Listen to the voice of peace


  • Letters
  • Saturday, 22 Feb 2003

By Tan Sri Lim Kok Wing

THE drums of war are beating increasingly erratically, and the tension across borders is as taut as guitar strings. But what’s emanating is hardly music to the ears. 

On one side there is increasingly belligerent rhetoric from the United States and Britain preparing to militarily “disarm” Iraqi leader Saddam Hussein - supposedly to free the world from weapons of mass destruction, 

On the other are voices of common people calling for a peaceful solution to the crisis. In Malaysia, the Malaysians for Peace coalition has surpassed its target of one million signatures.  

Last weekend, more than 600 peace rallies were held around the globe attended by some eight million people – many holding banners that get to the heart of what many believe is the real reason of the US’ hardline approach to war: Blood for Oil. 

First, let’s take a look at the oil story. 

Iraq possesses the world’s second largest oil reserves, after Saudi Arabia.  

Iraq’s oil is of high quality and inexpensive to produce, making it one of the world’s most profitable oil sources. Whoever controls this region, controls the future of oil.

PROBLEM SET
A – Please return the Iraq peace letter's passage from "On the other" to "after Saudi Arabia.", copied word for word.
B – Supply the next part of the Iraq peace letter, starting after its last sentence.

PROVIDED MATERIAL
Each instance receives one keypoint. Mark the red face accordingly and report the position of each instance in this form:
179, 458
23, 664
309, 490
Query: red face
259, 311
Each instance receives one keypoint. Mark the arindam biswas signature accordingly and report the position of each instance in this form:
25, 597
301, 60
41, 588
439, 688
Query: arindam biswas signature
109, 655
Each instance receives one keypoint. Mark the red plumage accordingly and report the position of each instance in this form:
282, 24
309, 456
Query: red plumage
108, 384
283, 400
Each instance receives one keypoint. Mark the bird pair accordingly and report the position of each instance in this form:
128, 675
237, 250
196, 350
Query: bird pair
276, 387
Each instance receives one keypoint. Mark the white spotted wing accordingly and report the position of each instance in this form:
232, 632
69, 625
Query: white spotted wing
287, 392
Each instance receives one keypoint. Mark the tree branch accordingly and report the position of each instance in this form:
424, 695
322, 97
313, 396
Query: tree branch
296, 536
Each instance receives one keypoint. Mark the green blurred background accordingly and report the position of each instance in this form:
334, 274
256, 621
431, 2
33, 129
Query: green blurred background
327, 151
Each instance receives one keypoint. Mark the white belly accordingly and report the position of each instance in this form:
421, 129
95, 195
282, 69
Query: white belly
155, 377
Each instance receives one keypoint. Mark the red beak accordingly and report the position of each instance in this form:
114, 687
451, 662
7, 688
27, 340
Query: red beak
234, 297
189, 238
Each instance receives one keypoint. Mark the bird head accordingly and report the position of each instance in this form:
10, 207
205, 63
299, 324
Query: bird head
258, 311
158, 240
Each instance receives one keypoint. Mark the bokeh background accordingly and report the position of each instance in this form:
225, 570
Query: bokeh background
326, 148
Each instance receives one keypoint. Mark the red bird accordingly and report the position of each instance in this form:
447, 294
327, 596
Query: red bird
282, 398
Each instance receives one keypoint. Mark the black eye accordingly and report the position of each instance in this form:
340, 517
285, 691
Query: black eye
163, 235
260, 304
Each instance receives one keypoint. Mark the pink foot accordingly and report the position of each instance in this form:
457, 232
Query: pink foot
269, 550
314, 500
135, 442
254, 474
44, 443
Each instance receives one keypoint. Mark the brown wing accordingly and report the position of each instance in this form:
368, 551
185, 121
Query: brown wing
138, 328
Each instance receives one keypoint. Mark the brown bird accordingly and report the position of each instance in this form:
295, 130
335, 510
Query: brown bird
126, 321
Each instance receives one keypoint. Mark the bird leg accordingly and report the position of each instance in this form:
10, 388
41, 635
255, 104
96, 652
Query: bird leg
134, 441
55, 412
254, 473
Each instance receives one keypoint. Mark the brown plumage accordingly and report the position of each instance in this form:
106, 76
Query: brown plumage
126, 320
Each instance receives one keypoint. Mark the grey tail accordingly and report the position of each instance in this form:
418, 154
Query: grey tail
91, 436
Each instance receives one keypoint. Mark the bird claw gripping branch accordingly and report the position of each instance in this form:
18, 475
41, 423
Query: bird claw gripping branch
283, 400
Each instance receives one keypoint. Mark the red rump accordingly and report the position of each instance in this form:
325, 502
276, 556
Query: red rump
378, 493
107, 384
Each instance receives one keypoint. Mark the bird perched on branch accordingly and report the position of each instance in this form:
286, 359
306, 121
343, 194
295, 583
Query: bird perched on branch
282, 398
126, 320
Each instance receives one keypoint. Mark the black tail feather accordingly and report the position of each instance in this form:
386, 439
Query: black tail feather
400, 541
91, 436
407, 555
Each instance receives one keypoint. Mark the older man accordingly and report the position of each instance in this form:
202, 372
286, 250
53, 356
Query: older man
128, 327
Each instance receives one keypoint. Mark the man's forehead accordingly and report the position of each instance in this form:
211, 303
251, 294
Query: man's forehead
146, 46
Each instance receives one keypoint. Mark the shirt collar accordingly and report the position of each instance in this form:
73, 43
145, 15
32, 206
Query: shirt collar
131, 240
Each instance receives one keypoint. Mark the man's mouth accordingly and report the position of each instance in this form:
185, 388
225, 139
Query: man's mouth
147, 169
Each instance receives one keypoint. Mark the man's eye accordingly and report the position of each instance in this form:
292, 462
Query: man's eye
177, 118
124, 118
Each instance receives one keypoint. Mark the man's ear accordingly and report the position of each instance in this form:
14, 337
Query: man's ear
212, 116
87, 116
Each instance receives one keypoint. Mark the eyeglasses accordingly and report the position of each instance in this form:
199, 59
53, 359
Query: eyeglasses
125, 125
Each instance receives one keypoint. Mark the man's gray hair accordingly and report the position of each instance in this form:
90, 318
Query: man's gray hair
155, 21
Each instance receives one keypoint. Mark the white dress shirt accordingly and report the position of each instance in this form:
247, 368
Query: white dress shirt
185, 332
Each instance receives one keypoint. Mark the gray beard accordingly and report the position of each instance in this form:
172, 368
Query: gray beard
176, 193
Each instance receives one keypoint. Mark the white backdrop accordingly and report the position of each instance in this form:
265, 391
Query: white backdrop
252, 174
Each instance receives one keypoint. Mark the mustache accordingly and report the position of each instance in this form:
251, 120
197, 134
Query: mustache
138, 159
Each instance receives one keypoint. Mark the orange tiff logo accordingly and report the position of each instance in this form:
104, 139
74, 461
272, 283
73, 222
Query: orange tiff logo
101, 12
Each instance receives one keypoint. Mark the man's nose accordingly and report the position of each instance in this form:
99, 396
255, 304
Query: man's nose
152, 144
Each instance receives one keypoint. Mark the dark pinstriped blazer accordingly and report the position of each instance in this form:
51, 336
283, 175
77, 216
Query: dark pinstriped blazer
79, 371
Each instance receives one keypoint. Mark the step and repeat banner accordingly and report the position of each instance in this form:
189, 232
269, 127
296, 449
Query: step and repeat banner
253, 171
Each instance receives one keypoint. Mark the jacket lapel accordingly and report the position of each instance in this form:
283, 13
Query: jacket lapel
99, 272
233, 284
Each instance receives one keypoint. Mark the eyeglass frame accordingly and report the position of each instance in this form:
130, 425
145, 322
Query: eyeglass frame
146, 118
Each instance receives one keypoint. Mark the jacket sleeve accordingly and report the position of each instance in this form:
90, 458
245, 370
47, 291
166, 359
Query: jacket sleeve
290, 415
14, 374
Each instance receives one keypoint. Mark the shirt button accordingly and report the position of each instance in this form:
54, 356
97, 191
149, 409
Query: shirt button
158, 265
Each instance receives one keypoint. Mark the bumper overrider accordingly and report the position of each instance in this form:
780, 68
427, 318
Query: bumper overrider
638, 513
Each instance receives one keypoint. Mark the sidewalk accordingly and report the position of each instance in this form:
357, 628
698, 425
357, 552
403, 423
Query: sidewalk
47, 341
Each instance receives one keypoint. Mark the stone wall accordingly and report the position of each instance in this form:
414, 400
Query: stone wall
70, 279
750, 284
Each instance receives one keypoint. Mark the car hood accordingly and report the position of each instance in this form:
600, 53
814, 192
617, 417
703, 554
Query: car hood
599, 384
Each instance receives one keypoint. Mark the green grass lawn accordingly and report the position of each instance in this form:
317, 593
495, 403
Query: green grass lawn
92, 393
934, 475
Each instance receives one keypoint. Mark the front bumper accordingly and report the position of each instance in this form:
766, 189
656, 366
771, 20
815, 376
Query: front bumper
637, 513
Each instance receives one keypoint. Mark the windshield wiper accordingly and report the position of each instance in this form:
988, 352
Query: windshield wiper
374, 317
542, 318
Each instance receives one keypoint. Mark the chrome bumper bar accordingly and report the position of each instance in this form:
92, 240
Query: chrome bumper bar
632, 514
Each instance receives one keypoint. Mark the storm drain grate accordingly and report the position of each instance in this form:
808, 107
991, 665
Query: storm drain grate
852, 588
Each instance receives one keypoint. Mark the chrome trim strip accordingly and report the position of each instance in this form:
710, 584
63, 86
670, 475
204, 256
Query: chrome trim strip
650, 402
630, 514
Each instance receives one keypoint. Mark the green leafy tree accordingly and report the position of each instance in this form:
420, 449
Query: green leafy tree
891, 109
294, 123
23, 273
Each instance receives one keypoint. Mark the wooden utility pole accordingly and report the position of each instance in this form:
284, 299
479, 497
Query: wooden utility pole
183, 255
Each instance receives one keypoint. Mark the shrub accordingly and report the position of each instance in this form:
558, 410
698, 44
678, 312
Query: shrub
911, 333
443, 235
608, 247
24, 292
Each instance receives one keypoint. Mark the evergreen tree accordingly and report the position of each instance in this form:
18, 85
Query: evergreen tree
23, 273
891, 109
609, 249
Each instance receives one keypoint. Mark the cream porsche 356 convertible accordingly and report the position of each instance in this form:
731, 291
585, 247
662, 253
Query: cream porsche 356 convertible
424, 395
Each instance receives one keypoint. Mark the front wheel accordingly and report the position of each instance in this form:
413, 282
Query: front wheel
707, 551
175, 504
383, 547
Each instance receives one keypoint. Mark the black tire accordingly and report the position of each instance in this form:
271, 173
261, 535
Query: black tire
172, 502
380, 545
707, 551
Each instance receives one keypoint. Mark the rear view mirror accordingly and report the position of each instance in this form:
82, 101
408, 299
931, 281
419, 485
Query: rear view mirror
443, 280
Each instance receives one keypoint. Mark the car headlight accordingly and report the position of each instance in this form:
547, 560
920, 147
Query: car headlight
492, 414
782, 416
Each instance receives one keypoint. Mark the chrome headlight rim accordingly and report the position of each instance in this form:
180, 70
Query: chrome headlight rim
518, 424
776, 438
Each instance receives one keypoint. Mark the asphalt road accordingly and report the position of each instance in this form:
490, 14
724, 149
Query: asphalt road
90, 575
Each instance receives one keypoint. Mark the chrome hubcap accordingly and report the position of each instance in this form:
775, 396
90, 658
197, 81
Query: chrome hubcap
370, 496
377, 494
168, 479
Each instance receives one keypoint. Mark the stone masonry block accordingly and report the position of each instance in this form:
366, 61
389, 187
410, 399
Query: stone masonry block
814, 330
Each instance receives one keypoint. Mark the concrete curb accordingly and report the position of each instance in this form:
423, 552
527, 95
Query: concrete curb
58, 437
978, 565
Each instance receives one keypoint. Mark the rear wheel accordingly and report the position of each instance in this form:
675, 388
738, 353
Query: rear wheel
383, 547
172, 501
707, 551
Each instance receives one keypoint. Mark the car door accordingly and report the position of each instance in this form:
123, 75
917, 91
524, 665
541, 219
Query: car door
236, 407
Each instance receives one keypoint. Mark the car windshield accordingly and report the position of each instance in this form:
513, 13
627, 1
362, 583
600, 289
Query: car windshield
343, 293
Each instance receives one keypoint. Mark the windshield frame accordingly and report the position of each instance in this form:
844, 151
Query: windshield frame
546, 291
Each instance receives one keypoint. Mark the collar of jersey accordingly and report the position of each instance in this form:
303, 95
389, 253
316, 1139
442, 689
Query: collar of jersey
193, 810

SOLVED PROBLEMS
A –
On the other are voices of common people calling for a peaceful solution to the crisis. In Malaysia, the Malaysians for Peace coalition has surpassed its target of one million signatures.  

Last weekend, more than 600 peace rallies were held around the globe attended by some eight million people – many holding banners that get to the heart of what many believe is the real reason of the US’ hardline approach to war: Blood for Oil. 

First, let’s take a look at the oil story. 

Iraq possesses the world’s second largest oil reserves, after Saudi Arabia.

B –
The US and Britain are the headquarters of the world’s four largest oil companies, a relationship too convenient to ignore. 

Investigative news reports reveal that discussions are already under way about how Iraq’s oil will be “carved” up among the biggest oil companies in the world once the war is over. 

Then, there’s the phrase “weapons of mass destruction”, being bandied around and accepted without real analysis. 

What really are weapons of mass destruction and do they really exist in Iraq? 

Nuclear weapons are the only weapons of mass destruction, say experts. 

Chemical and biological weapons are greatly limited in their range of destruction. 

American President George Bush said the US would pre-emptively strike against people or nations believed to be plotting to kill Americans.  

In essence, America is saying it will invade any country if it believes terrorist forces exist within that country.  

This is counter to every modern international law. 

So, where does that leave the rest of the world? If America “believes” there are such forces within Malaysia, will they invade us? Such unchallenged US policy sets a dangerous precedent for the world.  

Other countries intent on controlling or colonialising another may use the argument of “pre-emptive strikes” under the shroud of “terrorism” to subjugate another country. 

There is no evidence that Saddam Hussein’s regime was in any way linked to the Sept 11 terrorist attacks on the United States.  

There is also no hard evidence that Iraq has weapons of mass destruction. 

Sadly, the fear and paranoia that now defines US policy is surely one of the victories of the terrorists.  

A culture of fear is now institutionalised in the American lifestyle. 

What is terrorism and who defines what a terrorist is anyway? Terrorism exists in many forms – we experienced economic terrorism during the Asian financial crisis in 1997.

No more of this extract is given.